** START OF RECORDS TO PROCESS **

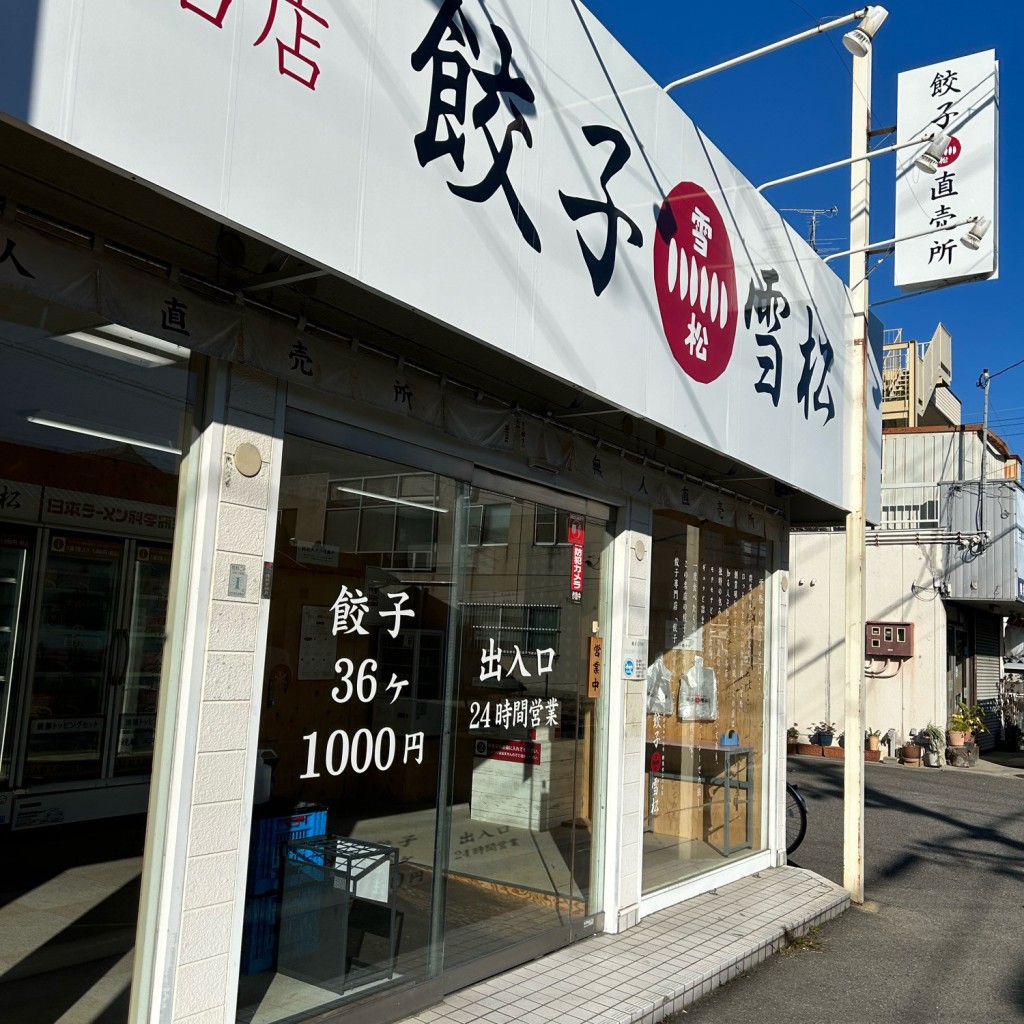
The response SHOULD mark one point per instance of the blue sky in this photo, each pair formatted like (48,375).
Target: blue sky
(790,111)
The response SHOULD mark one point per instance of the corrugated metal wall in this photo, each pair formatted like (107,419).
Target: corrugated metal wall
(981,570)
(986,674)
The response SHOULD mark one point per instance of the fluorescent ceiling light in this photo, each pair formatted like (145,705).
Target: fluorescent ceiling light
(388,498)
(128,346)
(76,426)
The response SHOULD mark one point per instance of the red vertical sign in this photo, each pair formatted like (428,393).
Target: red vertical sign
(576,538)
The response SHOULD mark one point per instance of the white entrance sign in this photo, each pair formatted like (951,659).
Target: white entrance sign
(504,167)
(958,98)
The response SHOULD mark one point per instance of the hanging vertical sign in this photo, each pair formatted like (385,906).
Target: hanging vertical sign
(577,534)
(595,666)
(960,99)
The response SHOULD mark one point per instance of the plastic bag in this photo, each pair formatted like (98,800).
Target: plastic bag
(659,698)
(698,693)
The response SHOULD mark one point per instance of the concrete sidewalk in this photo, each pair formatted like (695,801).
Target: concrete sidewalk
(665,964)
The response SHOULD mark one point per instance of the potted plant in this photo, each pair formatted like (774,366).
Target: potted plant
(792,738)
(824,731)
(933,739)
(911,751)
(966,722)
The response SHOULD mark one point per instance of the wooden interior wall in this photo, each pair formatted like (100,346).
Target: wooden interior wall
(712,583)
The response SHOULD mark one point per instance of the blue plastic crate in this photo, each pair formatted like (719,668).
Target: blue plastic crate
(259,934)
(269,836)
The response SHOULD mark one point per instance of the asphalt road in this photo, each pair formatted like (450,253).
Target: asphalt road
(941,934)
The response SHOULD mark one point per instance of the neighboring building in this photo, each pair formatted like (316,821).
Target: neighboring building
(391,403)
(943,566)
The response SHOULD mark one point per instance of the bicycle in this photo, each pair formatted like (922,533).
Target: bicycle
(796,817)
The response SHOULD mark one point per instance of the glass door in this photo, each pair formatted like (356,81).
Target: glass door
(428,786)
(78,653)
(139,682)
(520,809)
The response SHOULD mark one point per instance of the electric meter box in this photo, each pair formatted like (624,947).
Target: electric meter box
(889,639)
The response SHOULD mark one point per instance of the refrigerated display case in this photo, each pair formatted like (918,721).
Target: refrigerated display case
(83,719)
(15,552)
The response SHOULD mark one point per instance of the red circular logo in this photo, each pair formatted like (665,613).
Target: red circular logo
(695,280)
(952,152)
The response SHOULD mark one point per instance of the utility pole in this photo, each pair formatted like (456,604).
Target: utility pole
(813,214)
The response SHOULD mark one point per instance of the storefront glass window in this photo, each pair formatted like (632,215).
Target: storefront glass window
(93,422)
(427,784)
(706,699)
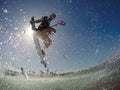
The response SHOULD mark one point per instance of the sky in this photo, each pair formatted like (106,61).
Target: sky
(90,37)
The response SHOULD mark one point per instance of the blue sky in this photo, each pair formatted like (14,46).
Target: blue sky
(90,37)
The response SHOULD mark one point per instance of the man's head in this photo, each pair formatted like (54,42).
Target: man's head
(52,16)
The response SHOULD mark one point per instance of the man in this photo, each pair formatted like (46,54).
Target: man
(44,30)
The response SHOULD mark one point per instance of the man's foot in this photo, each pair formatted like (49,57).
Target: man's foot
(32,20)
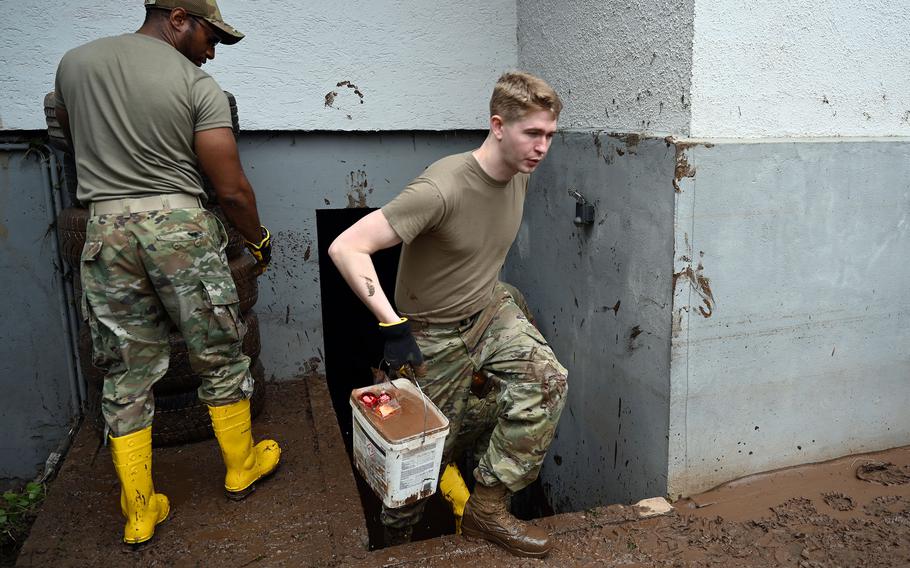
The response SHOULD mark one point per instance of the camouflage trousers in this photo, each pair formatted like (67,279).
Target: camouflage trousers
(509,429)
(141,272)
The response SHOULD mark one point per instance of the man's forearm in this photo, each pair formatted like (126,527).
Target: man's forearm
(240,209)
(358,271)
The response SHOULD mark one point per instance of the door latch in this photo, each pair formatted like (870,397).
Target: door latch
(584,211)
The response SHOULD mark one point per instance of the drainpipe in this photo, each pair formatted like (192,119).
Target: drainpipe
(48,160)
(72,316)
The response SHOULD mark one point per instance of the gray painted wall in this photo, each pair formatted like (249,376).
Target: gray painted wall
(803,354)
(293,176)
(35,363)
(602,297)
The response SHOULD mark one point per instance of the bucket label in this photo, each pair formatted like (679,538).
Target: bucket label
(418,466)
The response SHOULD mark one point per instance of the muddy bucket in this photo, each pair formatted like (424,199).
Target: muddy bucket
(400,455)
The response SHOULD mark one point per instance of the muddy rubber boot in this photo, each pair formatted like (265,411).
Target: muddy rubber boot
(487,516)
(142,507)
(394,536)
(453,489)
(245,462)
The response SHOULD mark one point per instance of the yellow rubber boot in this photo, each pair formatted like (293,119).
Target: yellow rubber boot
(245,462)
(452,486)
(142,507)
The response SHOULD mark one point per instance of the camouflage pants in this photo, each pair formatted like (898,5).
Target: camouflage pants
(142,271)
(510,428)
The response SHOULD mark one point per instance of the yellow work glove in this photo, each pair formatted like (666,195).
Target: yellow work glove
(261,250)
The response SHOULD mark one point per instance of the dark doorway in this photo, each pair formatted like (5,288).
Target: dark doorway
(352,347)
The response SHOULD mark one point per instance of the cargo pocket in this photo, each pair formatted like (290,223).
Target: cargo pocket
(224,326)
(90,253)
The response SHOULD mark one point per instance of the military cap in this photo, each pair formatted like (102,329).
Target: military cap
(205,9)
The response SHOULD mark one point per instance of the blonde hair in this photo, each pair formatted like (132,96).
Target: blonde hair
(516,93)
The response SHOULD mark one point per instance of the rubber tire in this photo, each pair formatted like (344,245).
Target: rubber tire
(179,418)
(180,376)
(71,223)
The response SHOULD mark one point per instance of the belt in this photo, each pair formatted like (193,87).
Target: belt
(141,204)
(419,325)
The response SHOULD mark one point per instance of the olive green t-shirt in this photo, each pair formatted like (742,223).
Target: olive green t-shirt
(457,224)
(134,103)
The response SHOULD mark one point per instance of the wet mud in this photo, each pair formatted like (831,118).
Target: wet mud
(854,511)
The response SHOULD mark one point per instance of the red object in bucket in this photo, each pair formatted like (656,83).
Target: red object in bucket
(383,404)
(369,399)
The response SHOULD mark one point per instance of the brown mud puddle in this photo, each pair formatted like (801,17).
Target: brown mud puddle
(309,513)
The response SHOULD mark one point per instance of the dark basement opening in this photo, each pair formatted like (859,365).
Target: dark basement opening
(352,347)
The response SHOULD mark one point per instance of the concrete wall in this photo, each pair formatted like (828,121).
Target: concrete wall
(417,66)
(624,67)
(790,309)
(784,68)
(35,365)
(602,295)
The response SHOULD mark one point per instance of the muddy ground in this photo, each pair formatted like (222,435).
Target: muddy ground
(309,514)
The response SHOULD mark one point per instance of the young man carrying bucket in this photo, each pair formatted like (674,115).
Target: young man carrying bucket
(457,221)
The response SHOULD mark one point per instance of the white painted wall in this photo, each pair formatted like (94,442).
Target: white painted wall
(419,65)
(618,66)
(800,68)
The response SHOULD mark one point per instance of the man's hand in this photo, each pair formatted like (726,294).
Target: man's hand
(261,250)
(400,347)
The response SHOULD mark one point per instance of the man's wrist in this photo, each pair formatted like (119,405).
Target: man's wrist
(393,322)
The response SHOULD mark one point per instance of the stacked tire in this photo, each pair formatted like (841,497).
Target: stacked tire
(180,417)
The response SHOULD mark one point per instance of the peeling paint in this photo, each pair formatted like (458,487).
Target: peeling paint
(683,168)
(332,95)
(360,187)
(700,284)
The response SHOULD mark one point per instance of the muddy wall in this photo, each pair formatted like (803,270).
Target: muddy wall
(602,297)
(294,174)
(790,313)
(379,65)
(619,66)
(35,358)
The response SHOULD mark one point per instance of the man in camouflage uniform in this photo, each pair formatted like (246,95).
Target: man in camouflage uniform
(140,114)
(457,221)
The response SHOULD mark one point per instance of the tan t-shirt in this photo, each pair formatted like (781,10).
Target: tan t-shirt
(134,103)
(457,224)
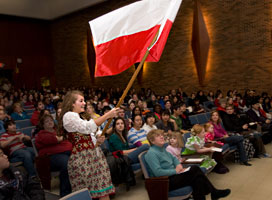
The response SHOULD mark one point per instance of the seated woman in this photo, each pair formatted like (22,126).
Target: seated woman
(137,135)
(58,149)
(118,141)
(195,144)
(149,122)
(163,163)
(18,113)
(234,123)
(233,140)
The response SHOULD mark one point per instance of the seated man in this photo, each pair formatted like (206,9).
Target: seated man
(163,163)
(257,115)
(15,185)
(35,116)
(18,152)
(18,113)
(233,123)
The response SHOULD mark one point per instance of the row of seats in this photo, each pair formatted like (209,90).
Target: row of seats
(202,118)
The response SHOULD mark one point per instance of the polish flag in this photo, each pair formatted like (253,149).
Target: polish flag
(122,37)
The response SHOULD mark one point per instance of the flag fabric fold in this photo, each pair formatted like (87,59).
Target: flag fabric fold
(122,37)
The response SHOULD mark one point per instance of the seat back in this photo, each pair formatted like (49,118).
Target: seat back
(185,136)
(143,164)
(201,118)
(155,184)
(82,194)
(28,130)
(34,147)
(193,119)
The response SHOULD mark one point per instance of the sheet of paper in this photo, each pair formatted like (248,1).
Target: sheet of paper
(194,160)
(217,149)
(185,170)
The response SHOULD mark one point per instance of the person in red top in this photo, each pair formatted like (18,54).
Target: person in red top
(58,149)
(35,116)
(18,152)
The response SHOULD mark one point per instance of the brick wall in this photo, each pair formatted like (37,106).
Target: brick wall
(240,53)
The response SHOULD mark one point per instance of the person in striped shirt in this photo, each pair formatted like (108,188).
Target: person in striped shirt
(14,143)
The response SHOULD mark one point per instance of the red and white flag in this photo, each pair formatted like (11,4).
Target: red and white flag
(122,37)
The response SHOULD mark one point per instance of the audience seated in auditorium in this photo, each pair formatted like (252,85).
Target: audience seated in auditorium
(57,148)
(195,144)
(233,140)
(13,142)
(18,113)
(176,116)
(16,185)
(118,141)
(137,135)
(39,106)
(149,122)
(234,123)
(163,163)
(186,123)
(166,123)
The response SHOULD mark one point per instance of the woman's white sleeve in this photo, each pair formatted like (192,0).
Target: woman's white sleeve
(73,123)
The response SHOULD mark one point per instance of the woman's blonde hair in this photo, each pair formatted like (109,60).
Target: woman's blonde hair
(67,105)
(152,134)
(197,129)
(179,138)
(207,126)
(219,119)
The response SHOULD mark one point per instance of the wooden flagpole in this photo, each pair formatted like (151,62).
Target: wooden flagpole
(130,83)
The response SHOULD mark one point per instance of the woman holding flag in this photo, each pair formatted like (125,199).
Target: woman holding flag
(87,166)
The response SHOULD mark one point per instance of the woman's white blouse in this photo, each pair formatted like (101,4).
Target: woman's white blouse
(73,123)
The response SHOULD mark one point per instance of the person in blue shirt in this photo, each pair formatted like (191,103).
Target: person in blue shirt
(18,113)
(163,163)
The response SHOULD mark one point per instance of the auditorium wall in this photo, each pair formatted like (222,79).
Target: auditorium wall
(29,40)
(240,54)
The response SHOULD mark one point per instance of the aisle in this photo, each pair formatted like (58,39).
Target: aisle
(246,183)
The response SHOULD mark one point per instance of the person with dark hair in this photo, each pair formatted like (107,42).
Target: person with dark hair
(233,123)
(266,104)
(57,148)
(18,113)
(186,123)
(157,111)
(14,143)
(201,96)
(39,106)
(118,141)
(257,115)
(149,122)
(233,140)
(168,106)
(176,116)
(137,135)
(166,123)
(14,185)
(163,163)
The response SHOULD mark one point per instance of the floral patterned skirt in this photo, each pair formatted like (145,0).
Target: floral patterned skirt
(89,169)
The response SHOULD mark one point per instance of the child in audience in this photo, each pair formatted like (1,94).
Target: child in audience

** END OF RECORDS TO PROCESS **

EXERCISE DIRECTIONS
Quote the line that contains "formatted like (101,4)." and each line after it through the end of the data, exactly, leaving out everything else.

RESULT BELOW
The response SHOULD mark one point per instance of the woman's white blouse in this photo, each pair formatted like (101,4).
Target: woman's white blouse
(73,123)
The response SHOULD mark one point per instance of the person in blue shirt in this photo, each pair formatted like (191,103).
Target: person in blue shirt
(18,113)
(163,163)
The response SHOULD mark one point per instance of the auditorium wall in this photo, each pair formatted like (222,79).
Target: auditorium wall
(29,40)
(240,54)
The response SHOULD mark one point per instance of the aisle in this photo, each pair formatted like (58,39).
Target: aisle
(246,183)
The response SHOULD mark one point per instance of the person with dark hair in this photo, each pair formatted like (107,42).
Target: person with dark hair
(233,123)
(266,104)
(57,148)
(18,113)
(186,123)
(157,111)
(14,143)
(201,96)
(39,106)
(118,141)
(257,115)
(149,122)
(233,140)
(168,106)
(176,116)
(137,135)
(166,123)
(14,185)
(163,163)
The response SHOULD mark one point per instance of the floral patterned skirt in this photo, each pair formatted like (145,0).
Target: floral patterned skirt
(89,169)
The response SHOULD mark one point per instance of the child in audience in this photo, each pair formatted like (1,94).
Target: child in audience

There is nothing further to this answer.